§ Instructions to follow: Copy the material from the line with "Segment every instance of the signpost." up to and including the line with "132 98 L 61", reproducing those lines exactly and nothing else.

§ Extracted entries:
──────

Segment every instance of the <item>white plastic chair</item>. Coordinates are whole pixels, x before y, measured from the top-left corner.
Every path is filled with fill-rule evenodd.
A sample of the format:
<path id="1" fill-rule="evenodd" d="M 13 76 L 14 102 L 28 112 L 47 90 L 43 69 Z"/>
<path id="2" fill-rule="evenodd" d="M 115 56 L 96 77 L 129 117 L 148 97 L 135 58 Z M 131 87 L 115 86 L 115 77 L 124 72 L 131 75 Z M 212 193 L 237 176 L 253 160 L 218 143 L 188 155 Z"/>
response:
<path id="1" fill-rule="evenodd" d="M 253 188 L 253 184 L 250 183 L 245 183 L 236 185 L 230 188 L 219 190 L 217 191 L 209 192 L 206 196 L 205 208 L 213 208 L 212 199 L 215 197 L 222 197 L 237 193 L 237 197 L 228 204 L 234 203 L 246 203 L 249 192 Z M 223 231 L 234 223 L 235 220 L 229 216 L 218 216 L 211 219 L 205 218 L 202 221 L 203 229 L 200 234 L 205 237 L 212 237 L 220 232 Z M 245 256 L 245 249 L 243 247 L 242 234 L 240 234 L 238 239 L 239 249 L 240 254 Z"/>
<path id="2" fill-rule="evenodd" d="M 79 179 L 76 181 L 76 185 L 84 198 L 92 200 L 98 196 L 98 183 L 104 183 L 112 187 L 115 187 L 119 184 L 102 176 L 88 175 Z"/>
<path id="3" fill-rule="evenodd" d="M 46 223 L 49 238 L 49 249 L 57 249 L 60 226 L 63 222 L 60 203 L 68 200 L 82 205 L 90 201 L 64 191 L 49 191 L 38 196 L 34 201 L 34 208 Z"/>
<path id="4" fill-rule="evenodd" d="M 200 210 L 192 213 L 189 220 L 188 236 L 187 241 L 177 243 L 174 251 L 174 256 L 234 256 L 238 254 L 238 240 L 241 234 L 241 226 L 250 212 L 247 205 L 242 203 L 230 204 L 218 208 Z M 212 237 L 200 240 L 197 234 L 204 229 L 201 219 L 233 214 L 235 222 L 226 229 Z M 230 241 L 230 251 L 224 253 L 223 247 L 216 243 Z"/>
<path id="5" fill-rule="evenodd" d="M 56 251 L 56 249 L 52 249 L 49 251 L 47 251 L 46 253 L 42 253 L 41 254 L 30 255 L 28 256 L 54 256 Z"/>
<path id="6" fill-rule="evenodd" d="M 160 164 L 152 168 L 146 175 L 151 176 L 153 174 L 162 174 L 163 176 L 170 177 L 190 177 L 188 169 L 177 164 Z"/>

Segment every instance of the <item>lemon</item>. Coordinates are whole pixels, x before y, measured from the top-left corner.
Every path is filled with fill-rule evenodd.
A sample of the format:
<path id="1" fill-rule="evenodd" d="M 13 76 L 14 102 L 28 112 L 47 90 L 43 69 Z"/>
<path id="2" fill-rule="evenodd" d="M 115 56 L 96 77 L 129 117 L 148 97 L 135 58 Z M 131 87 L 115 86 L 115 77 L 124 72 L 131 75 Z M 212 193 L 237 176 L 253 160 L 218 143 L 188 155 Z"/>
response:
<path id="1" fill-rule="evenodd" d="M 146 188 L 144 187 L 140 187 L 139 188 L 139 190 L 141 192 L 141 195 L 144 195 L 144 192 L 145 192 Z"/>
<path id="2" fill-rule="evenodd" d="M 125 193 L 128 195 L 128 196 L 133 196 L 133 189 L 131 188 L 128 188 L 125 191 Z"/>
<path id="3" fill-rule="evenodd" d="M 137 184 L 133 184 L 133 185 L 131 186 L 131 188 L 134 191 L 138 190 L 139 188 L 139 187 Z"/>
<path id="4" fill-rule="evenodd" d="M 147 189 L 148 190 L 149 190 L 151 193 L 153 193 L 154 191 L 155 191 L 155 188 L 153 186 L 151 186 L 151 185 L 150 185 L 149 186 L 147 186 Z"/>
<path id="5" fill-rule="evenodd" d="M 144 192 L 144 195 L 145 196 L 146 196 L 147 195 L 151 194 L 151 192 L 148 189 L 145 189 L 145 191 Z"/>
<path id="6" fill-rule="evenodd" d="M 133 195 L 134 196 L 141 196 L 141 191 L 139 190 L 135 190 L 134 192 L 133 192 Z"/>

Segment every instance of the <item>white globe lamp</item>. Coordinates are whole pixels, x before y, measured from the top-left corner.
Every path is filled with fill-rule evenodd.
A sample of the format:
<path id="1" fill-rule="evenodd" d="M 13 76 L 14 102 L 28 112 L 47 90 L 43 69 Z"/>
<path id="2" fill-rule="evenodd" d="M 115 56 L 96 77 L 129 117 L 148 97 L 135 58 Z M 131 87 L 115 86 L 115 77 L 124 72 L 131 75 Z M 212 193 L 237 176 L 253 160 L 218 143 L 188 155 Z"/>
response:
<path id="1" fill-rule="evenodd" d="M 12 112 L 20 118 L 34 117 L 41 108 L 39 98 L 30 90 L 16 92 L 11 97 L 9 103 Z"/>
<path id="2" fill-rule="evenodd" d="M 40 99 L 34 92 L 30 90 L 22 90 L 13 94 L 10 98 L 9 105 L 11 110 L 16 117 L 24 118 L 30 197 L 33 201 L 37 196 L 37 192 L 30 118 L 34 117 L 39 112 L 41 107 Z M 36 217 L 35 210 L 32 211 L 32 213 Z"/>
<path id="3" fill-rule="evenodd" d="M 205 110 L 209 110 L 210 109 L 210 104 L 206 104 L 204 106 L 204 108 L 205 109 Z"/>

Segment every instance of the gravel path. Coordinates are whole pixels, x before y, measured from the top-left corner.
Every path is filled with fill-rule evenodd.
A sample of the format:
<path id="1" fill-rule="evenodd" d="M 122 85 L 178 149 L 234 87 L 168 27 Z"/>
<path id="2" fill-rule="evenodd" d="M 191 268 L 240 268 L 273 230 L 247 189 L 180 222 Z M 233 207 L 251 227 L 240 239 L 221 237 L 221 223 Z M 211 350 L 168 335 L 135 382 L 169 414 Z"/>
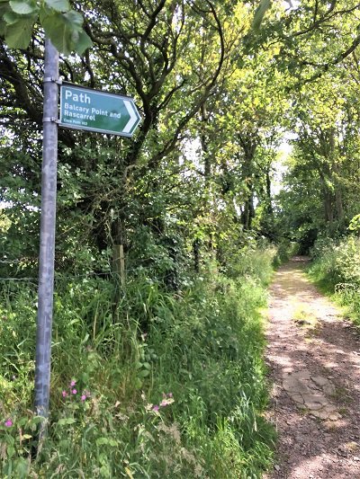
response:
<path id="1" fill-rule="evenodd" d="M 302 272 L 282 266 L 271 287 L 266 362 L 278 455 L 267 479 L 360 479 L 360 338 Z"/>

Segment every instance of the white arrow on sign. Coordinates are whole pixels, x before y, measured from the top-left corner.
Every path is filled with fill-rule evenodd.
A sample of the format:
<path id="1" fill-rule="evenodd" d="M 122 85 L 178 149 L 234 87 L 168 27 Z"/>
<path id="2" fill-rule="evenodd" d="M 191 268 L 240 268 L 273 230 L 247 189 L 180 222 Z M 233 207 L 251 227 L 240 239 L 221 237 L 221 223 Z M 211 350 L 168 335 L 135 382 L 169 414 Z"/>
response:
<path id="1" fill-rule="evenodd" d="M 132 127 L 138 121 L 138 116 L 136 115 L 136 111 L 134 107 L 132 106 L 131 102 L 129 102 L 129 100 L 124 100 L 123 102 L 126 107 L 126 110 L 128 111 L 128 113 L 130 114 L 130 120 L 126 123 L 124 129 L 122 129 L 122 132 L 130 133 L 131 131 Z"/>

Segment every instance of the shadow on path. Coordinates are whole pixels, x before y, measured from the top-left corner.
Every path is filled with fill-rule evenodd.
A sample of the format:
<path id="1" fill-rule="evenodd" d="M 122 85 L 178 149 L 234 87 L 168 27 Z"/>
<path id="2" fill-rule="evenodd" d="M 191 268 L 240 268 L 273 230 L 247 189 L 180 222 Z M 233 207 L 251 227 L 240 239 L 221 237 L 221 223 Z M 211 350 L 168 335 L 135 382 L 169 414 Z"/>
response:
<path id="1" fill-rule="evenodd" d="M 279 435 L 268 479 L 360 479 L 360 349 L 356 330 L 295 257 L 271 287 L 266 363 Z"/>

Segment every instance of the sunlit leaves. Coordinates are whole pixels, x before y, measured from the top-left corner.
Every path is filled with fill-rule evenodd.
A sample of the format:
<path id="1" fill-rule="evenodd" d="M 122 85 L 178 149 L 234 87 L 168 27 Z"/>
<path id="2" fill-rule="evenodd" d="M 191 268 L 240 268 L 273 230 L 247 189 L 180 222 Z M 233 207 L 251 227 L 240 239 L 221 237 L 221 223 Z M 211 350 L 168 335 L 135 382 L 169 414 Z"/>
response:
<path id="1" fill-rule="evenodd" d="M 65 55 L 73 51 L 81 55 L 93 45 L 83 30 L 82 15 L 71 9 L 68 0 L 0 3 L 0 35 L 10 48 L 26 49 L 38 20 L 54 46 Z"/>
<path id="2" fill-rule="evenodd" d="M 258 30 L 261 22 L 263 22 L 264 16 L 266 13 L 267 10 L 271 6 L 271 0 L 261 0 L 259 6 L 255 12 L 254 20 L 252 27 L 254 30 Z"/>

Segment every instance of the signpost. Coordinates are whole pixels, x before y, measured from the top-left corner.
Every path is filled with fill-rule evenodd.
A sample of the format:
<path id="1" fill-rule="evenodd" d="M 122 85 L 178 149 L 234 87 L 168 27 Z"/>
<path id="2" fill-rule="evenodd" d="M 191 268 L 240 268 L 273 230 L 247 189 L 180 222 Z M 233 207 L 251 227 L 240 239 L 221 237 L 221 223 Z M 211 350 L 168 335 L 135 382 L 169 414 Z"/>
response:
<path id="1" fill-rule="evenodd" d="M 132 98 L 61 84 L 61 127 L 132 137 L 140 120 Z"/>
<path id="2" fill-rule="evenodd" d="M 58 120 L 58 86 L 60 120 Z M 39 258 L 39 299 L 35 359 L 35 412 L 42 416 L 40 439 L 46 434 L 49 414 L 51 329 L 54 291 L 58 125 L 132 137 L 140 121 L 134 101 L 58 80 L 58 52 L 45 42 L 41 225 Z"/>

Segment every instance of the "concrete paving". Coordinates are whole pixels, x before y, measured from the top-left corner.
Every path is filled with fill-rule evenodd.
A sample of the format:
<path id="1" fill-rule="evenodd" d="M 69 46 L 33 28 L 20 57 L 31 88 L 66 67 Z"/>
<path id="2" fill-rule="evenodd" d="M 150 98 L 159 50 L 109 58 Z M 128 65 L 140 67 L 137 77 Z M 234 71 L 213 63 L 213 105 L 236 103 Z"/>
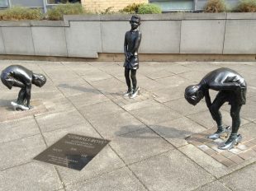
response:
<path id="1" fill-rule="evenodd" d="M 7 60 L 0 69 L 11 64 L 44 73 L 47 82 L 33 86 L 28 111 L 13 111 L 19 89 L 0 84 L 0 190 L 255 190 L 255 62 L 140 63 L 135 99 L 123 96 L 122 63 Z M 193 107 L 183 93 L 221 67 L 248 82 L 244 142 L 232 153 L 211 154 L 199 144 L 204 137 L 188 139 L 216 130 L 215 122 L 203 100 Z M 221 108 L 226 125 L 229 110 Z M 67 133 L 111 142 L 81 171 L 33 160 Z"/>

──────

§ Written solution:
Segment every instance of the signpost. Coordinates are whole pixels, x before y, measured from the top-left corner.
Every path is filled with fill-rule evenodd.
A sample of the format:
<path id="1" fill-rule="evenodd" d="M 122 85 L 178 149 L 234 87 L 168 27 Z"/>
<path id="2" fill-rule="evenodd" d="M 191 268 L 240 268 L 273 230 L 247 189 L 180 222 Z M 233 207 L 251 227 L 240 239 L 221 237 L 221 223 Z M 211 350 L 168 335 L 135 382 L 169 414 Z"/>
response:
<path id="1" fill-rule="evenodd" d="M 132 98 L 61 84 L 61 127 L 132 137 L 140 120 Z"/>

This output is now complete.